-- START OF DATA SUPPLIED --
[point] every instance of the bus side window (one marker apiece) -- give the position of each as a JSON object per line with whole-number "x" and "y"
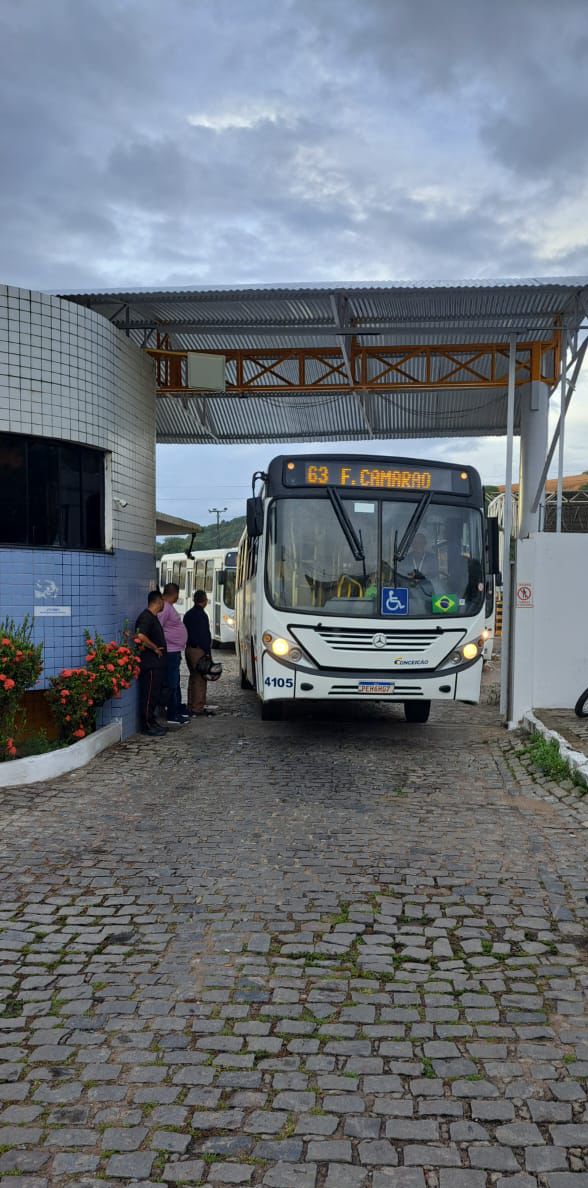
{"x": 252, "y": 560}
{"x": 241, "y": 566}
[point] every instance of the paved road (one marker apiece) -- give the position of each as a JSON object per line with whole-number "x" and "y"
{"x": 323, "y": 953}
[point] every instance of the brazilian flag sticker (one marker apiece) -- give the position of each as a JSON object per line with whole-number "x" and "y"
{"x": 446, "y": 604}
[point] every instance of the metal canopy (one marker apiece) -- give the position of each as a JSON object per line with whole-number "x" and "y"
{"x": 169, "y": 525}
{"x": 323, "y": 362}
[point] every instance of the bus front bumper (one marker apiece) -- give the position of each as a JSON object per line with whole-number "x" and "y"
{"x": 289, "y": 682}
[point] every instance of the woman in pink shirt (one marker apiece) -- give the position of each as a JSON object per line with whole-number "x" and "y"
{"x": 176, "y": 638}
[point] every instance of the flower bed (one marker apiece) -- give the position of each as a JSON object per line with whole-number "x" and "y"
{"x": 75, "y": 695}
{"x": 20, "y": 667}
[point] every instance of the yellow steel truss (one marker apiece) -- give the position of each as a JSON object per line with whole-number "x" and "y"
{"x": 372, "y": 368}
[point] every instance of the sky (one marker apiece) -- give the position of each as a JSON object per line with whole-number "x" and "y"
{"x": 242, "y": 141}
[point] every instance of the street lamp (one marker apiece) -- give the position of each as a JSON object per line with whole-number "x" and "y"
{"x": 217, "y": 512}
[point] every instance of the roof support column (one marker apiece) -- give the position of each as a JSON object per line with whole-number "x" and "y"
{"x": 533, "y": 448}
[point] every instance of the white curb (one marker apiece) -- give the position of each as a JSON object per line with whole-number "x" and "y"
{"x": 576, "y": 759}
{"x": 57, "y": 763}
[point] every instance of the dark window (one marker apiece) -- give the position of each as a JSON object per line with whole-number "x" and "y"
{"x": 51, "y": 493}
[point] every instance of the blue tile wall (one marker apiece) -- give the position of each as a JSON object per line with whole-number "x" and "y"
{"x": 103, "y": 592}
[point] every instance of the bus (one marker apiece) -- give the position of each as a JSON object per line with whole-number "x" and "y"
{"x": 212, "y": 570}
{"x": 364, "y": 579}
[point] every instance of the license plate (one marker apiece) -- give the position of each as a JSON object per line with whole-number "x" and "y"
{"x": 375, "y": 687}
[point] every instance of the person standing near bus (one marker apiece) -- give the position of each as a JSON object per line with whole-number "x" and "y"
{"x": 151, "y": 639}
{"x": 176, "y": 638}
{"x": 200, "y": 644}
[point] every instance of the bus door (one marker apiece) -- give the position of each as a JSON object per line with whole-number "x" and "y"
{"x": 216, "y": 601}
{"x": 210, "y": 587}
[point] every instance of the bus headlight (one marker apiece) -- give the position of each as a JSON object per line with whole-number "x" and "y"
{"x": 280, "y": 646}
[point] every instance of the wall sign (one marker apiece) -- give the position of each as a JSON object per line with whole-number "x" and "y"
{"x": 52, "y": 612}
{"x": 524, "y": 594}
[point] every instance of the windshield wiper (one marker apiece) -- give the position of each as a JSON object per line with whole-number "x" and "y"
{"x": 411, "y": 530}
{"x": 352, "y": 537}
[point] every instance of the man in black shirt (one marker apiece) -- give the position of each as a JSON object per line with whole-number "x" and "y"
{"x": 198, "y": 644}
{"x": 149, "y": 633}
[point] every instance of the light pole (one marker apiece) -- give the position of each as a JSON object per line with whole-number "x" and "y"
{"x": 217, "y": 512}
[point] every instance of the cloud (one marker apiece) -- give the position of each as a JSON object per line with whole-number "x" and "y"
{"x": 245, "y": 140}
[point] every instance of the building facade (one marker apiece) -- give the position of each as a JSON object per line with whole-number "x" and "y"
{"x": 77, "y": 447}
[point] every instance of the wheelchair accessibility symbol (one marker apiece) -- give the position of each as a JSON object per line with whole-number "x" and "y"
{"x": 394, "y": 600}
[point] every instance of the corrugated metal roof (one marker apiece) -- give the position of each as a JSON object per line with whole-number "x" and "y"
{"x": 270, "y": 316}
{"x": 384, "y": 314}
{"x": 324, "y": 417}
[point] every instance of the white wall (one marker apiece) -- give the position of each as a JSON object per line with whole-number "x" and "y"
{"x": 551, "y": 637}
{"x": 67, "y": 373}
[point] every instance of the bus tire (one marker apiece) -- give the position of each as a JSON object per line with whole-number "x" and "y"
{"x": 417, "y": 711}
{"x": 271, "y": 711}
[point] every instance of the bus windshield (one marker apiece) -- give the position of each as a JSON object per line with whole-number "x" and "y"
-- END OF DATA SUPPLIED --
#### GOAL OF THE EXERCISE:
Print each line of the material above exactly, with the pictures removed from your copy.

#### FINAL RESULT:
[point] every instance of the bus side window (one marker apiece) -- give the position of each as a JSON object per line with whole-number "x" and "y"
{"x": 252, "y": 560}
{"x": 241, "y": 566}
[point] every instance of the paved road (one marker apiece) -- give the position of each as a JSON object per line with whole-number "x" and "y"
{"x": 323, "y": 953}
[point] every instance of the brazilian flag sticker (one marker apiece) -- give the position of each as a JSON object per line with whole-number "x" and "y"
{"x": 446, "y": 604}
[point] every instance of the metal canopy (one marker apiece) -- give the position of each as a JSON object per line with whole-number "x" and "y"
{"x": 169, "y": 525}
{"x": 323, "y": 362}
[point] every instance of the bus front bumper (one marker apiece) -- give the position of each as a JSON object per line with whole-number "x" and "y"
{"x": 289, "y": 682}
[point] every instance of the woman in pink shirt (one marker apiece) -- give the position of each as a JSON object per line with whole-number "x" and "y"
{"x": 176, "y": 638}
[point] every instance of the flower bed (one marker apiece) -- give the position of each as a JSON object per line with whole-number "x" and "y"
{"x": 75, "y": 695}
{"x": 20, "y": 667}
[point] every instance of the yellow steel truss (one marker apiece) -- give the position of each as a JSON object per line with whole-number "x" and "y"
{"x": 372, "y": 368}
[point] every instance of the sky (one marker apiece) -- give the position of each as a JSON object per line with whole-number "x" and "y"
{"x": 242, "y": 141}
[point] every instance of the street lamp (one marker apiece) -- give the position of each as a JSON object per line with whole-number "x" and "y"
{"x": 217, "y": 512}
[point] every instance of the roof support column (one marker apiece) -- give the position of each as a JSON object per line with whole-number "x" and "y"
{"x": 533, "y": 448}
[point] every instance of the white curb (one marker apiece) -- give the position of each as a JSON object per line with whole-number "x" and "y"
{"x": 576, "y": 759}
{"x": 57, "y": 763}
[point] every instance of the dark window (one marker apiece) -- give the position of each as a JSON object per line with whole-number "x" and "y"
{"x": 51, "y": 493}
[point] every instance of the blue tile wall (one marker apiece) -- give the position of each as a JSON object per line with whole-number "x" and "y"
{"x": 103, "y": 592}
[point] every instance of the bus (one marker apiece) -- give the position of each as a JSON object per line with whole-number "x" and "y"
{"x": 212, "y": 570}
{"x": 364, "y": 579}
[point] every instance of the license plate (one marker apiece) -- give the position of each as a JSON object per line with whole-number "x" and "y"
{"x": 375, "y": 687}
[point] every instance of the person standing near bus (one marker apiece) -- give the position of each as a JSON object per line with whole-number "x" and "y"
{"x": 151, "y": 639}
{"x": 176, "y": 638}
{"x": 200, "y": 644}
[point] every instance of the bus door (one marker apiece) -- give the position of each as a JSON object per line with whole-number "x" and "y"
{"x": 216, "y": 601}
{"x": 210, "y": 587}
[point] every instance of the bus headlight (one marker apiece) -- give the position of each as a JSON object per line with whole-number "x" and "y"
{"x": 280, "y": 646}
[point] every instance of the wall sign (one marker apiece) -- give the position of each as a JSON object per line with whole-number "x" and "y"
{"x": 52, "y": 612}
{"x": 524, "y": 594}
[point] every instance of the windshield wiper (one marker apiece) -- give the position of each as a JSON object per line with whole-number "x" and "y"
{"x": 411, "y": 530}
{"x": 352, "y": 537}
[point] every instance of the man in black shirt (one marker apiece) -- give the position of each as a JSON object per line with whole-number "x" and "y"
{"x": 198, "y": 644}
{"x": 149, "y": 633}
[point] every instance of the light pole (one marker apiece) -- give the position of each as a JSON object per line with whole-number "x" and "y"
{"x": 217, "y": 512}
[point] every instance of the cloud (one marker apiece) -- give the position of each as a JSON object per line with whole-number "x" and "y"
{"x": 245, "y": 140}
[point] every instance of the building facade (one marker apiece) -- give the position of each as a JSON object per line with whole-number "x" and "y"
{"x": 77, "y": 447}
[point] every instance of the wheelchair accessibility symbol (one marker apiece) -- give the position of each as a JSON object per line with whole-number "x" and "y"
{"x": 394, "y": 600}
[point] every instance of the corrugated metal roof (one marker apiece) -- give the position of each as a JSON object per line with whole-number "x" and "y"
{"x": 270, "y": 316}
{"x": 384, "y": 314}
{"x": 324, "y": 417}
[point] every instance of the white wall (one marker apiece) -- give the position of each as a JSON object per line with whole-number "x" and "y"
{"x": 551, "y": 637}
{"x": 67, "y": 373}
[point] every instance of the bus tire (one marker apiece) -- give the position of each as a JSON object per line with whole-number "x" and "y"
{"x": 417, "y": 711}
{"x": 271, "y": 711}
[point] every instance of the bus windshield (one marker apiece) -- give the position of each as a JSON object per line with whole-number "x" and "y"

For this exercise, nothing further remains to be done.